| What is asked |
Reproduce the part of the forum thread about pigeon photos below, from "## A_Smith (Aug" to "(Jan 14, 2003)", word for word.

# MANY New pics.....only look if you have awhile! :P



## maryjane (Jul 15, 2006)

I finally uploaded more pictures taken over the last few weeks, there is a great bath video in there (a short one) and some cute pics. A lot of them! I hate to delete any of them, they all seem special to me.  Enjoy! (If you click on one picture to enlarge, you can just use the arrows to go the next one).

http://picasaweb.google.com/awrats3333/Sept07


----------



## Hillybean (Oct 30, 2005)

MJ,
thank you a TON for the pictures!!!

I love looking at all the pictures, reading the captions, and seeing the "drama" of your loft  .

I also LOVED the pictures of your Wuppy Dogs!
Wuppy dogs being my version of puppy dogs .

-Hilly


----------



## John_D (Jan 24, 2002)

They are gorgeous! What a contented looking gang you have, MJ 

Beautiful pics.

John


----------



## TAWhatley (Mar 6, 2001)

Delightful! Thank you, MJ and crew!

Terry


----------



## Maggie-NC (Jun 22, 2005)

MJ, thank goodness you didn't delete any of these pictures. I enjoyed all of them and the videos. I'm glad to see a recent picture of Fussy Gussy. That chicken has charmed me.

You have some beautiful and healthy birds who are enjoying the life of Riley.

In picture 143, there is a gray/white pigeon on the right that looks huge! He almost looks like a seagull. Just beautiful.

Thank you for a great treat.


----------



## maryjane (Jul 15, 2006)

Lady Tarheel said:


> In picture 143, there is a gray/white pigeon on the right that looks huge! He almost looks like a seagull. Just beautiful.


Thank you everyone.  Maggie, that one does look like a seagull, I hadn't thought of that! Isn't he a handsome guy.  I think I will call him Jonathan (after, of course, Jonathan Livingston Seagull, which was the name of my seagull when I had him).  He needed a good name so thanks for the idea.


----------



## A_Smith (Aug 8, 2006)

Your photos and captions are great. Henry made me do a doubble take. Intresting looking bird, beautyful also.


----------



## Birdmom4ever (Jan 14, 2003)

Very enjoyable, Maryjane. That's quite an unusual flock you have there. I see you have a little Vienna Medium-faced tumbler. Where did he come from? The reason I ask is that it's not a breed you see very often. I know someone who used to raise them.


----------



## mr squeaks (Apr 14, 2005)

WHAT A LOVELY GROUP, MJ!!

You sure don't have time to sit around doing nothing! Between cleaning, feeding, loving AND taking pictures, your days are FULL!!

Never met an Orange Tabby kitty I didn't like!

Love, Hugs and Scritches to ALL

Shi &
Squeaks (he says you DO have some good lookin' hens there!  )


----------



## maryjane (Jul 15, 2006)

Birdmom4ever said:


> Very enjoyable, Maryjane. That's quite an unusual flock you have there. I see you have a little Vienna Medium-faced tumbler. Where did he come from? The reason I ask is that it's not a breed you see very often. I know someone who used to raise them.

| Given data |

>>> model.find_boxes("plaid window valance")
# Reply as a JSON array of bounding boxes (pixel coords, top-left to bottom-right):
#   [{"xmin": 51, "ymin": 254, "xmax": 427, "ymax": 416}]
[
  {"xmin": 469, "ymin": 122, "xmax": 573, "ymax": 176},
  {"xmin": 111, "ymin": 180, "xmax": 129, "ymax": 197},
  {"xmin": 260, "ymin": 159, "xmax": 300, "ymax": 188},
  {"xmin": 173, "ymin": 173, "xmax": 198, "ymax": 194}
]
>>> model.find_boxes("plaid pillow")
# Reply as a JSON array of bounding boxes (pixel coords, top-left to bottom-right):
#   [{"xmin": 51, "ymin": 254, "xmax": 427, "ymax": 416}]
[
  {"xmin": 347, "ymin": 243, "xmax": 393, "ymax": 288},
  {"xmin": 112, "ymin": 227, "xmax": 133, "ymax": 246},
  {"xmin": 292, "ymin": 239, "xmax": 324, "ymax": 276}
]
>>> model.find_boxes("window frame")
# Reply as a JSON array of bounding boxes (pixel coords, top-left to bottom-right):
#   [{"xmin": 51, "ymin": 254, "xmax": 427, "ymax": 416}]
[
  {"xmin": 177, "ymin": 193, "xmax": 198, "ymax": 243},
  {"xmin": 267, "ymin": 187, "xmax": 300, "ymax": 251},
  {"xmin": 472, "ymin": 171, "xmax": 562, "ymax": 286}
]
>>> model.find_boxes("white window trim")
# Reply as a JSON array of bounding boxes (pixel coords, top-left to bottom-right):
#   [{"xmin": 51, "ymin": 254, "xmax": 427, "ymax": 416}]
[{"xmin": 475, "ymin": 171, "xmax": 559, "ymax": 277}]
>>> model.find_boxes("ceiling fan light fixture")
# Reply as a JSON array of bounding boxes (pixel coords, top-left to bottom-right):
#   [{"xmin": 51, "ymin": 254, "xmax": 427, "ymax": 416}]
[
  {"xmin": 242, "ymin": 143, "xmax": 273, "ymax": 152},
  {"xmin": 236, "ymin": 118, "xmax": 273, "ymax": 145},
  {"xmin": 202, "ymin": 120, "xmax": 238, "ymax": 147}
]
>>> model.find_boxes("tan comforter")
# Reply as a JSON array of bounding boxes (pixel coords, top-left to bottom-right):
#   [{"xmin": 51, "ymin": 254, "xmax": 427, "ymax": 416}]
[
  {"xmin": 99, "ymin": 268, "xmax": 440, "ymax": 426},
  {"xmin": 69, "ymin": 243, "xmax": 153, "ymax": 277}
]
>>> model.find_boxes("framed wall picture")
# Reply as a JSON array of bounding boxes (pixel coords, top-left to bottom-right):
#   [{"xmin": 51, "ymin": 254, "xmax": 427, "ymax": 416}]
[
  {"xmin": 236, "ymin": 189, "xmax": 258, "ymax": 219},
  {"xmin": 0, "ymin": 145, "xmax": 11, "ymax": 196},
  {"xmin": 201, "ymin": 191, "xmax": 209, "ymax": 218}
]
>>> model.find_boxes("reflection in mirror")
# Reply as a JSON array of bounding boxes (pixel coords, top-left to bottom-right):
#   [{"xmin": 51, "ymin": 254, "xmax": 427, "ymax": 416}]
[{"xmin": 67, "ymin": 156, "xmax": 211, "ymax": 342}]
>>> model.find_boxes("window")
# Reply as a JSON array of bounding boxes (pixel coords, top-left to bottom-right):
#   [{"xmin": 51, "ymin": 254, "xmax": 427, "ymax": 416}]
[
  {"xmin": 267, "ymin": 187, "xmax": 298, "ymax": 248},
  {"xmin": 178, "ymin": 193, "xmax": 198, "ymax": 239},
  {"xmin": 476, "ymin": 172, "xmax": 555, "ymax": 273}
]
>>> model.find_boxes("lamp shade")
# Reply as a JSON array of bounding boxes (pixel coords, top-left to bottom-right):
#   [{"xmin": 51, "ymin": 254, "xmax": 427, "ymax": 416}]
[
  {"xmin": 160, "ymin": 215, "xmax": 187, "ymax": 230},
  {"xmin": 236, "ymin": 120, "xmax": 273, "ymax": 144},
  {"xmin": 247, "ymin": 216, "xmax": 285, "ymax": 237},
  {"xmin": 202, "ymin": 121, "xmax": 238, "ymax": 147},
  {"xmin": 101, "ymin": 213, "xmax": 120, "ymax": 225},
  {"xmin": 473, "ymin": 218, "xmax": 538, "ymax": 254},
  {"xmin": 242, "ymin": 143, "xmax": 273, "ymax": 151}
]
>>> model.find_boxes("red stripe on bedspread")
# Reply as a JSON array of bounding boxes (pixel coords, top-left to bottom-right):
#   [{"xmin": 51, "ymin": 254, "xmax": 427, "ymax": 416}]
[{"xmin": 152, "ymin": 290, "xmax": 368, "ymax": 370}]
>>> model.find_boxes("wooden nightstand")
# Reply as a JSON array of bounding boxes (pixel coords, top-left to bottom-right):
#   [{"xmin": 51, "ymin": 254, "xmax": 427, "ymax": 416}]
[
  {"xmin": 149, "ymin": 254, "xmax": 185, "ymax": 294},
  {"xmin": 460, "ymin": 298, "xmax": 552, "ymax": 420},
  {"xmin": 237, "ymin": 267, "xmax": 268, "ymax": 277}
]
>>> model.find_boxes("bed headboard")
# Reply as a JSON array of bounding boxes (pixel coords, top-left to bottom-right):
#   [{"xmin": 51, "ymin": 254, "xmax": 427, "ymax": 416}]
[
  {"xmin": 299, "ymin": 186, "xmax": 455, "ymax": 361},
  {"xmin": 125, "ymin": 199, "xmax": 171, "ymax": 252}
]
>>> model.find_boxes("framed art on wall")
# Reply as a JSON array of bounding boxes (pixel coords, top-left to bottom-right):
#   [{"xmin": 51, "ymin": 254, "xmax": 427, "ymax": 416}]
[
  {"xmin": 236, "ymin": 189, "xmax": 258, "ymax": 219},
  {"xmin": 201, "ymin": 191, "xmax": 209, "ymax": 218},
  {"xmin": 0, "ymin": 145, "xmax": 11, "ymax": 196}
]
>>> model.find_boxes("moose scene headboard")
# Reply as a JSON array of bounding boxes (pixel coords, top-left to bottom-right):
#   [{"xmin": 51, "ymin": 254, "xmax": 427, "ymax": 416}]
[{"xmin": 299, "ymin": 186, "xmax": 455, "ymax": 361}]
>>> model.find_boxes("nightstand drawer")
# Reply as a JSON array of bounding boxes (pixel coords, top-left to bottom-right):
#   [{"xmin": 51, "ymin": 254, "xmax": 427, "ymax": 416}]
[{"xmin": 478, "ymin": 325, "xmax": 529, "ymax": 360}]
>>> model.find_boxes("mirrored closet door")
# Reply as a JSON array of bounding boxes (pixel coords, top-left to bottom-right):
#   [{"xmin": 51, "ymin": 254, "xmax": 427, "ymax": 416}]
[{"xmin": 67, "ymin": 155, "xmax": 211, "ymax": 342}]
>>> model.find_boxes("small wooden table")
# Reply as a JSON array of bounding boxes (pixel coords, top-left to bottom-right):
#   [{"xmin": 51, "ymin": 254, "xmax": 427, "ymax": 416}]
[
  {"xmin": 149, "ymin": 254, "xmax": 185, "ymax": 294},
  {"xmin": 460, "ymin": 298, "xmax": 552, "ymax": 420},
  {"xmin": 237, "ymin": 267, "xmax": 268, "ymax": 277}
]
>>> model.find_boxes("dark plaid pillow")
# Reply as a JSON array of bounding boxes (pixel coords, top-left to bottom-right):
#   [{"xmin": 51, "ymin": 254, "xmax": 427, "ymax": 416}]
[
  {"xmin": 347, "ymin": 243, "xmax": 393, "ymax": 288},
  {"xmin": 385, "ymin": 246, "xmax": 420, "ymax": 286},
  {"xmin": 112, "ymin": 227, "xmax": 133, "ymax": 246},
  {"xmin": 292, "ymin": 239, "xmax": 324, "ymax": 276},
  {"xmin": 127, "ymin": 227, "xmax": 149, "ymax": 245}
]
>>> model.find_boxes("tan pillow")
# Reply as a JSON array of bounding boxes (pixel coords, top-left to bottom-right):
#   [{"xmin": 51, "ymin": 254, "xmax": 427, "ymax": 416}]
...
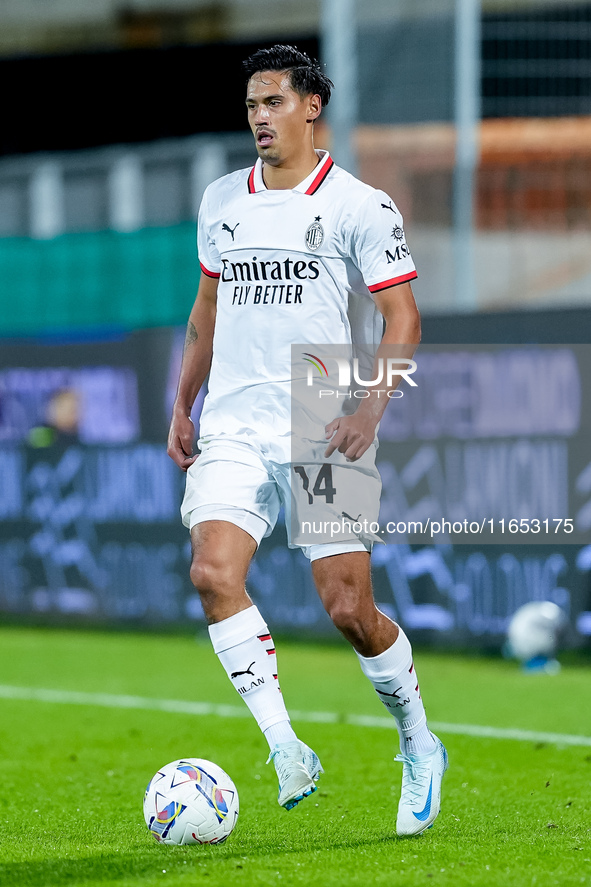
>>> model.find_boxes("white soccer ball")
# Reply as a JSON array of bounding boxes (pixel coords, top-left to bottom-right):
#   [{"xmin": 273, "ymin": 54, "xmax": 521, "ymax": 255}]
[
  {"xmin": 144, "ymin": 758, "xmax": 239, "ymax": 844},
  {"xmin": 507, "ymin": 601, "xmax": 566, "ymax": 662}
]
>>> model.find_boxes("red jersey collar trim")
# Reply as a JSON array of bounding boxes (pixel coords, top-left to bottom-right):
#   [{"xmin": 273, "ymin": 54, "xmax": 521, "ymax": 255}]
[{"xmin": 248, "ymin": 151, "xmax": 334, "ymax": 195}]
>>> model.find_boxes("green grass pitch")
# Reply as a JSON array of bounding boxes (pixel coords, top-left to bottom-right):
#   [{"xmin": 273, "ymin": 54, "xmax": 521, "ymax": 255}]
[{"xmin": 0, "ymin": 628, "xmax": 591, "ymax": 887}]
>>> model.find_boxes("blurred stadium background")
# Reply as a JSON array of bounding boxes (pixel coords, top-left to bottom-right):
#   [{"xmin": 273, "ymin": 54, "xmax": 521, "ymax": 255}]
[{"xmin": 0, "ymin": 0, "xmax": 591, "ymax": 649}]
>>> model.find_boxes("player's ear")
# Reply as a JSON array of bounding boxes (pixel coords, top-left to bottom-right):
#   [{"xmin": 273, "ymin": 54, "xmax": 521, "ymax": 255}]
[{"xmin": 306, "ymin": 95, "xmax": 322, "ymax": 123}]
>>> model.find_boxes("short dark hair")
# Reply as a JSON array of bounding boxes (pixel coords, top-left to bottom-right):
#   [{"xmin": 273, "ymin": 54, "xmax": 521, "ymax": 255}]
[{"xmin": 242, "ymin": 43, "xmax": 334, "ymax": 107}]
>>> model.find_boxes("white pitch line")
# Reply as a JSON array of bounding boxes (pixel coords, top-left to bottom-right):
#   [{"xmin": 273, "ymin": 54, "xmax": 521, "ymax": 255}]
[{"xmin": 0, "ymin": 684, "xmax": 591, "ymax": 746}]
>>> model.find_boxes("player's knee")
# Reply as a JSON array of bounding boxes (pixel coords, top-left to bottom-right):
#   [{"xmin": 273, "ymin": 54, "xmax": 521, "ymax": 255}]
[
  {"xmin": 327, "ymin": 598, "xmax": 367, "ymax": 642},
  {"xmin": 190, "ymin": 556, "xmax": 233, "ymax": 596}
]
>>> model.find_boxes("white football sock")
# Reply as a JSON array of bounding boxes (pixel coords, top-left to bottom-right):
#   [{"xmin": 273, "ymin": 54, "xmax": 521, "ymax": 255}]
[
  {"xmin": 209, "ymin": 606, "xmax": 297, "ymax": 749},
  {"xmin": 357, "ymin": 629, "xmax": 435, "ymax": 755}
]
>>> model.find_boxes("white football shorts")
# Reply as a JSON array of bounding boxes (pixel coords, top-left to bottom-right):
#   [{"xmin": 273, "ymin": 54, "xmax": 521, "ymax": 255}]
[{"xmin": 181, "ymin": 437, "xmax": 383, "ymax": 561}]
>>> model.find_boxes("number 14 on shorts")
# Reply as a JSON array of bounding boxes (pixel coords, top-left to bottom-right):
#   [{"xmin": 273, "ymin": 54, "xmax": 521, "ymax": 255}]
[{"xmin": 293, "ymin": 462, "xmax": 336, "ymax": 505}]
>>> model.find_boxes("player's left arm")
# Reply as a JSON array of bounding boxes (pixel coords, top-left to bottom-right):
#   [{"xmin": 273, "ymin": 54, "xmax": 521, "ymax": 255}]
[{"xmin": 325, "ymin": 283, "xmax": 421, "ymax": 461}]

| Answer to the problem |
## A_Smith (Aug 8, 2006)

Your photos and captions are great. Henry made me do a doubble take. Intresting looking bird, beautyful also.


----------



## Birdmom4ever (Jan 14, 2003)